● WHAT NEEDS TO BE DONE
Transcribe the records below. Leave every word as it is.

● DATA FOR THIS TASK
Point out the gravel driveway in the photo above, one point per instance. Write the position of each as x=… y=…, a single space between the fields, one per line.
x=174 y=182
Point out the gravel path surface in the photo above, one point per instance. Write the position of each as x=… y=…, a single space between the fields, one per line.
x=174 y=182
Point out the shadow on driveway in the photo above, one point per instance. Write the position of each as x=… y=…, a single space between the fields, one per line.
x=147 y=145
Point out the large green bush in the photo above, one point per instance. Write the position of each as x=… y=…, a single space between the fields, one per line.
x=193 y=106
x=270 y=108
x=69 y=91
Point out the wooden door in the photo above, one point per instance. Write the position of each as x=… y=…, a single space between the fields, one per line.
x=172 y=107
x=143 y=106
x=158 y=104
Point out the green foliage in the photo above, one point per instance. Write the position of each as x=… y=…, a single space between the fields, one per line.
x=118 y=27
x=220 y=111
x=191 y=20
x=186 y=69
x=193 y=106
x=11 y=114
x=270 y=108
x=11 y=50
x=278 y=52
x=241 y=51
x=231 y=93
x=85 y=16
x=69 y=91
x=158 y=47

● COMPLETED EXERCISE
Point out the gravel driveway in the photo above, one point per instance. Write the position of each as x=… y=…, a single space between the fields, one per line.
x=174 y=182
Point out the gravel path surface in the photo above, one point per instance. Write the position of each as x=… y=…, a single space between the fields, one per line.
x=174 y=182
Point out the shadow on driveway in the photo above, one point per instance. Write the position of each as x=… y=…, a single space between the fields, one per line.
x=147 y=145
Point out the large green bush in the photo above, one point per instance. Write the position of each as x=… y=…, a single space between the fields, one per line.
x=193 y=106
x=270 y=108
x=69 y=91
Point out the wooden door in the photo above, one point per instance. Write the position of each as x=… y=…, a single space between the fields, one per line.
x=172 y=107
x=143 y=106
x=158 y=104
Point out the green foliage in the photo above, one point per instance. Write the position of each as x=… y=…, a single space between the fields, one per line.
x=118 y=27
x=220 y=111
x=191 y=20
x=186 y=69
x=193 y=106
x=11 y=114
x=270 y=108
x=11 y=50
x=278 y=52
x=241 y=51
x=231 y=93
x=85 y=16
x=69 y=91
x=158 y=47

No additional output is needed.